▶ [TASK]: Only the lines from the one containing "For every instance of the man in" to the end of the material belong in your answer. Please copy them word for word.

▶ [DATA FOR THIS EXERCISE]:
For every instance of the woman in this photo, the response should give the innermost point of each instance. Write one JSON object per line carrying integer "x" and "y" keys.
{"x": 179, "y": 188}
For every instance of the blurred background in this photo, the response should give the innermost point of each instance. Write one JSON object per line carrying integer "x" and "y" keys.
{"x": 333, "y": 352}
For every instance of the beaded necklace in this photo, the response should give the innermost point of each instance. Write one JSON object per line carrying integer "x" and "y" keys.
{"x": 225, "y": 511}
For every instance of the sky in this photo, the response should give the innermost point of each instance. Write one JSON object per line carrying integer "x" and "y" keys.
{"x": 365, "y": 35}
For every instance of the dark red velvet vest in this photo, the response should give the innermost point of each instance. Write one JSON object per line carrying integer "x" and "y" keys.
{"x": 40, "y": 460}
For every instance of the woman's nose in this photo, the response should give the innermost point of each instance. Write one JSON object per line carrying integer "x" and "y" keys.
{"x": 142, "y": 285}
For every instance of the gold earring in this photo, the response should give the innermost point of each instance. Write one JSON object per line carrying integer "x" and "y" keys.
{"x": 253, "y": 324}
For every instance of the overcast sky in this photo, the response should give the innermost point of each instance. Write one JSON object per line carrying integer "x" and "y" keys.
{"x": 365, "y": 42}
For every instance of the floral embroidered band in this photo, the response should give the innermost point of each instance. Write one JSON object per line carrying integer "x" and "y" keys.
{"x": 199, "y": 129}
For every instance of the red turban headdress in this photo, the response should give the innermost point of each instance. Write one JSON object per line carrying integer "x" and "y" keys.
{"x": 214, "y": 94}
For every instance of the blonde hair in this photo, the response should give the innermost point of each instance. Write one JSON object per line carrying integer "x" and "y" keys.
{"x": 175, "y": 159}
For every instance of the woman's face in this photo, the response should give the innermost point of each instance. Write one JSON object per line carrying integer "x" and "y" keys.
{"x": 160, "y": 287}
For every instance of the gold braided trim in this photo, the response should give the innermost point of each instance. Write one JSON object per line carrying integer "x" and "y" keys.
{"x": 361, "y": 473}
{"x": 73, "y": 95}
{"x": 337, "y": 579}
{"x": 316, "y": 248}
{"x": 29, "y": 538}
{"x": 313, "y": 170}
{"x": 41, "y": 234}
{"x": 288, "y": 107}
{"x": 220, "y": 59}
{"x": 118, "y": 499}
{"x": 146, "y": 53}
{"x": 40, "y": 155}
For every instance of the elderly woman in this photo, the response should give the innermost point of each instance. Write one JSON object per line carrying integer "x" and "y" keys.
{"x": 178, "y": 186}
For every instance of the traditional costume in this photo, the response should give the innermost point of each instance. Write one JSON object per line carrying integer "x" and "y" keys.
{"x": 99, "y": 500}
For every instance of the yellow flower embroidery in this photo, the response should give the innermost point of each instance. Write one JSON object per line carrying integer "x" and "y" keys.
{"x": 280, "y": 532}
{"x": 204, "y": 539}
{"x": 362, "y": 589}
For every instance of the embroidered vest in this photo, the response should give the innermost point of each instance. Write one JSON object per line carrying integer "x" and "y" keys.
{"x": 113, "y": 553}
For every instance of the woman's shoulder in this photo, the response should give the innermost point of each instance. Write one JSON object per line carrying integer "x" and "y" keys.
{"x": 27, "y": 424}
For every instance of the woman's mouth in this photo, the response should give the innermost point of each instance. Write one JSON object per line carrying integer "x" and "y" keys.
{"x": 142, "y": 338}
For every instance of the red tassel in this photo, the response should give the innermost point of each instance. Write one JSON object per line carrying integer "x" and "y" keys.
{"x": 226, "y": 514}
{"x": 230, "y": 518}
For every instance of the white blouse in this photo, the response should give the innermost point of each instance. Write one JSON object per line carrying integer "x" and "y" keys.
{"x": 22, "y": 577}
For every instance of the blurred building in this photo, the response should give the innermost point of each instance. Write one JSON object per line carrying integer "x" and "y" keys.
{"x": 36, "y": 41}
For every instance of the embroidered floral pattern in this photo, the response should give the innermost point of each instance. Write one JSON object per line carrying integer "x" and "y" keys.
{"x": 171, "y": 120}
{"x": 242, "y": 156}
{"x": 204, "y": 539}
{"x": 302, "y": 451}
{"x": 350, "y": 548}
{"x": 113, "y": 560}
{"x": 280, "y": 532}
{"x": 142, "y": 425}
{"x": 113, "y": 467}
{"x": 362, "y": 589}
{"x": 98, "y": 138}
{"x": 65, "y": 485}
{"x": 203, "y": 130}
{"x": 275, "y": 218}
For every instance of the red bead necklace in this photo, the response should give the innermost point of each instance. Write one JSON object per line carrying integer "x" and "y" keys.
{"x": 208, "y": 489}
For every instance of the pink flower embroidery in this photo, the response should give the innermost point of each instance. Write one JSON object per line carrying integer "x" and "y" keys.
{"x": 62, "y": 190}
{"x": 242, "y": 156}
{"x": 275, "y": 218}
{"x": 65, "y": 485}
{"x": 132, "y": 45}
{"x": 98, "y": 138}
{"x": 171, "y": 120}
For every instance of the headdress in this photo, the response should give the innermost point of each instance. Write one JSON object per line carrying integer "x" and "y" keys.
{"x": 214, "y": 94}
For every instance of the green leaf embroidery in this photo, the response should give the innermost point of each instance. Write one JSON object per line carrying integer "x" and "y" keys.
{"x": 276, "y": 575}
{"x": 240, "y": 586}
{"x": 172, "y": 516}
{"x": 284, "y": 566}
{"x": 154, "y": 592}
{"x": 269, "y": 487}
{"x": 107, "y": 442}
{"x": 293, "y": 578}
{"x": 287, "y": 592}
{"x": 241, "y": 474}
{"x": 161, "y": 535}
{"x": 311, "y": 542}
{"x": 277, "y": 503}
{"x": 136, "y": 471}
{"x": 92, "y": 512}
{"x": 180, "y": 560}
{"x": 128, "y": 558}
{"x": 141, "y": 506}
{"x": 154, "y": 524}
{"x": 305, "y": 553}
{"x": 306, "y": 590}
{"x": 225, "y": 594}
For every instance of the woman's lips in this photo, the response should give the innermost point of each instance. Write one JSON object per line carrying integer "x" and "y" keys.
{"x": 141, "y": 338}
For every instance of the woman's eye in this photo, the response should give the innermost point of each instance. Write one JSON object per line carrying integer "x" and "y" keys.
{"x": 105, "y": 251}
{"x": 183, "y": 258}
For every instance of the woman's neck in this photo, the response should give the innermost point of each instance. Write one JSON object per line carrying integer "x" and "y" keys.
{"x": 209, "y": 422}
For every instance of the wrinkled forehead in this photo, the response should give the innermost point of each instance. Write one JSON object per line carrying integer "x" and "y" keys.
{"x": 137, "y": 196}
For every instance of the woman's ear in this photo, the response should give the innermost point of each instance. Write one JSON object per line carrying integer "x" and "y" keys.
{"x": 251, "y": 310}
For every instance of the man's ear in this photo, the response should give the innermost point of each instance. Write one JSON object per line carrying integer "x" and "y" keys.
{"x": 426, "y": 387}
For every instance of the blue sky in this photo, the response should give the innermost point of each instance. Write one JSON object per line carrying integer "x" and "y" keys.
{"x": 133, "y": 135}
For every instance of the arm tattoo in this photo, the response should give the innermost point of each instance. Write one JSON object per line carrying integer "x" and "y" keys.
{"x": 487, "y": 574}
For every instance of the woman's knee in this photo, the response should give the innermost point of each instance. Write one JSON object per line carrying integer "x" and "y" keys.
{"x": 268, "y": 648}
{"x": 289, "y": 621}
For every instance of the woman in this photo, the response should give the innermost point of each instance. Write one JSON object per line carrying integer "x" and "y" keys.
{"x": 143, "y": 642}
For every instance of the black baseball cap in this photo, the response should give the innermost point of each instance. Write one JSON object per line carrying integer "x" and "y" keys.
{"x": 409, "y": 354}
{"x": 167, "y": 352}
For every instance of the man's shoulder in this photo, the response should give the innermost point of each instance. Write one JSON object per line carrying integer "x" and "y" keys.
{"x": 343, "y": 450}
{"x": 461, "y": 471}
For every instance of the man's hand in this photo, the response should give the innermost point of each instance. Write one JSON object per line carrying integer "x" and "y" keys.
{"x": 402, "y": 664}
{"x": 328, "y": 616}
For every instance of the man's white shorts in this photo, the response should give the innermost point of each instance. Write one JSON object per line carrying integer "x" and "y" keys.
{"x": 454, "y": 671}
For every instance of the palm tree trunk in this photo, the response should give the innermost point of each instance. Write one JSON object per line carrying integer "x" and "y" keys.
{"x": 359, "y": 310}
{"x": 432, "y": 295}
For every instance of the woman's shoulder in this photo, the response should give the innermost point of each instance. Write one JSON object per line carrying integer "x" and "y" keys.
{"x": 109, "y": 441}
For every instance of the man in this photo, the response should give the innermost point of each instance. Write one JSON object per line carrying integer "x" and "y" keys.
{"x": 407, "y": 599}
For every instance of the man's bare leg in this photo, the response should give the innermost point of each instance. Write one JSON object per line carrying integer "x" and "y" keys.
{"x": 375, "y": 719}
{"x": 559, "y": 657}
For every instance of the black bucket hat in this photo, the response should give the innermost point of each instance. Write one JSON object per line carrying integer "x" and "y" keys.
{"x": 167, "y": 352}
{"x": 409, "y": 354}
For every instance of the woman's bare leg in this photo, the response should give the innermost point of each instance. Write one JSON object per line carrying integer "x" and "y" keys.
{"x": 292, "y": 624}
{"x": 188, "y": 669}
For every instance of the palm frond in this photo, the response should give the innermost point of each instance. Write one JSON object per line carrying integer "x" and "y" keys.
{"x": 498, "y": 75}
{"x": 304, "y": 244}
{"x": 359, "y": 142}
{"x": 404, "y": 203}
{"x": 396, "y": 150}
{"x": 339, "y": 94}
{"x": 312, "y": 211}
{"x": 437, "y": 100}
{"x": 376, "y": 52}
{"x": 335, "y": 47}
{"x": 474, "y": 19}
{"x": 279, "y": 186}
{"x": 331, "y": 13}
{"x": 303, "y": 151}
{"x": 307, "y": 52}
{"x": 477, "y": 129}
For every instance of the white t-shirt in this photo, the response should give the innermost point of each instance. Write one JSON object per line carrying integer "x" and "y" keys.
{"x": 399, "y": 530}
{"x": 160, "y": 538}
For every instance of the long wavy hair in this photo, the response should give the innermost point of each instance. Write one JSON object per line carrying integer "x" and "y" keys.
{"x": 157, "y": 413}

▶ [COMPLETED EXERCISE]:
For every instance of the man in this photo, the response should give the innermost point of each instance. Write one JSON object per line carrying integer "x" and "y" keys.
{"x": 407, "y": 599}
For every instance of the man's bare leg in this photo, the response should give the innermost point of each instance. Write one JSON object per line carrying integer "x" and "y" keys.
{"x": 375, "y": 719}
{"x": 559, "y": 657}
For every instance of the black bucket hat in this photo, the response should give the innermost point of each instance. Write one JSON object per line carrying integer "x" and "y" keys.
{"x": 167, "y": 352}
{"x": 409, "y": 354}
For every instance of the woman's bare leg in this photo, the response should give the innermost point of each instance. Write one JSON object per line carrying integer "x" and "y" keys.
{"x": 292, "y": 624}
{"x": 188, "y": 669}
For every instance of the palm frond in this photo, the response should give the innermost point of each instance. Write one JSON object per line carrying integer "x" and "y" keys.
{"x": 498, "y": 75}
{"x": 304, "y": 244}
{"x": 359, "y": 142}
{"x": 404, "y": 203}
{"x": 396, "y": 150}
{"x": 339, "y": 94}
{"x": 312, "y": 211}
{"x": 437, "y": 100}
{"x": 376, "y": 52}
{"x": 335, "y": 47}
{"x": 474, "y": 19}
{"x": 279, "y": 186}
{"x": 331, "y": 13}
{"x": 303, "y": 151}
{"x": 307, "y": 52}
{"x": 477, "y": 129}
For every instance of the white t-shirt in this photo, the response should give the innermost point of each instance. Write one JSON object per line carrying integer "x" and "y" keys.
{"x": 399, "y": 530}
{"x": 160, "y": 538}
For every instance of the long wavy hair in this photo, the response should give the innermost point of each instance. Write one JSON object per line carrying integer "x" and "y" keys.
{"x": 157, "y": 413}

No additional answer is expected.